> **What to produce**:
Count the lines in the material below that contain the string "above", treating uppercase and lowercase letters as distinct. Give only the number.

> **Input for this task**:
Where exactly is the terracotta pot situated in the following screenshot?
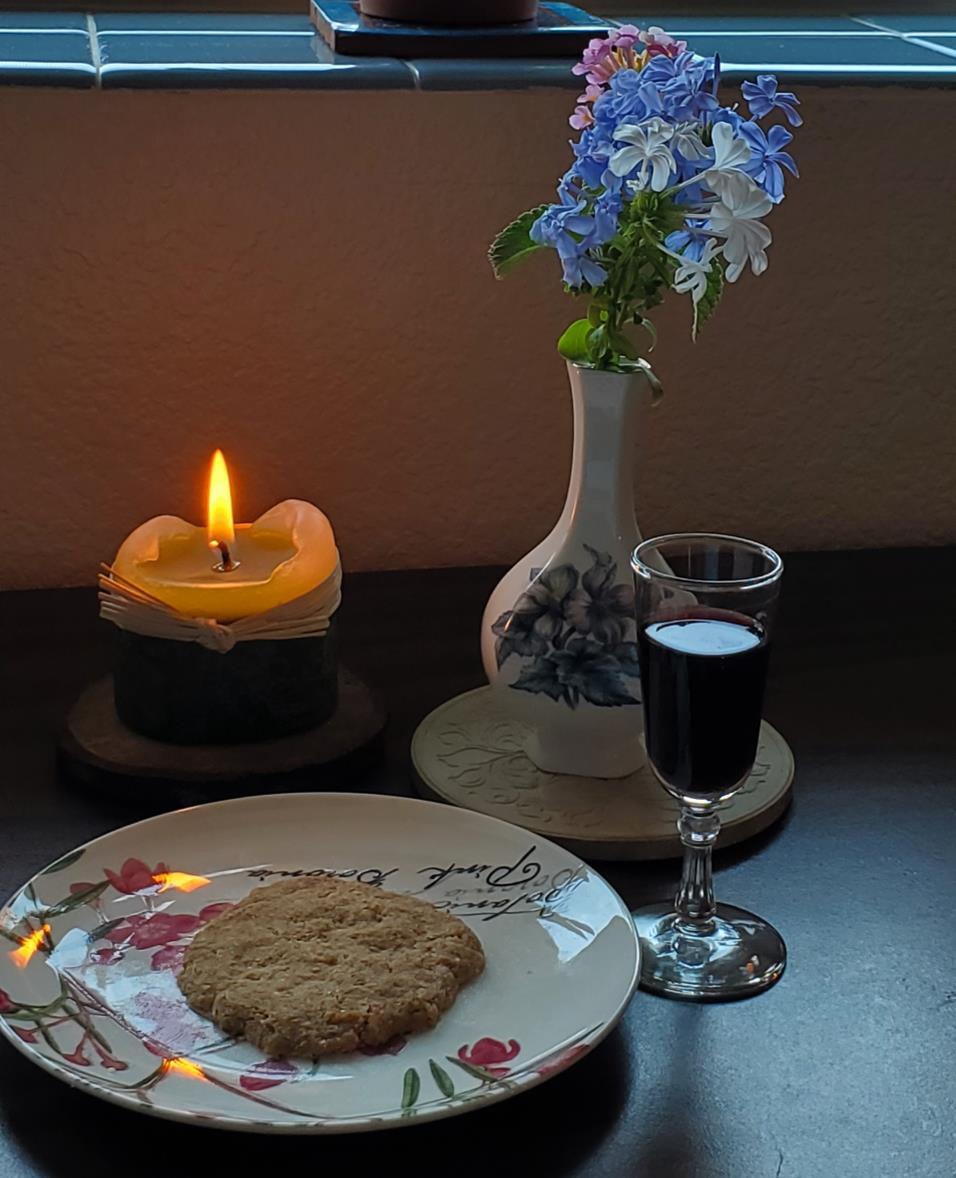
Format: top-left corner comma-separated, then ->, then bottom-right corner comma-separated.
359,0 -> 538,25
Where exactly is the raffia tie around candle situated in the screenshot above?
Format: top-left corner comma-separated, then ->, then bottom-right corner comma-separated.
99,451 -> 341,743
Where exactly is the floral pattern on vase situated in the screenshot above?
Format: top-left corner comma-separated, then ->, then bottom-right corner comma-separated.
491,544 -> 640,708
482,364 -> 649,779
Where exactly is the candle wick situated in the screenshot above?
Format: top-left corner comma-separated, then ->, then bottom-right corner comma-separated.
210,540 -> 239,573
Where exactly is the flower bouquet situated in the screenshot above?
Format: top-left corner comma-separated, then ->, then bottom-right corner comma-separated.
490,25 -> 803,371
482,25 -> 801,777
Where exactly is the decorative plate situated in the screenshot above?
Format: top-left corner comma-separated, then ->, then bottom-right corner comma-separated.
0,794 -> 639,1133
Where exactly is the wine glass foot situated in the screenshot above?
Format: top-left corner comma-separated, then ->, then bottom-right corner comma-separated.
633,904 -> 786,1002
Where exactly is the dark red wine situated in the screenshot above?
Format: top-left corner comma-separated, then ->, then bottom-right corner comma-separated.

> **Answer to the exercise**:
7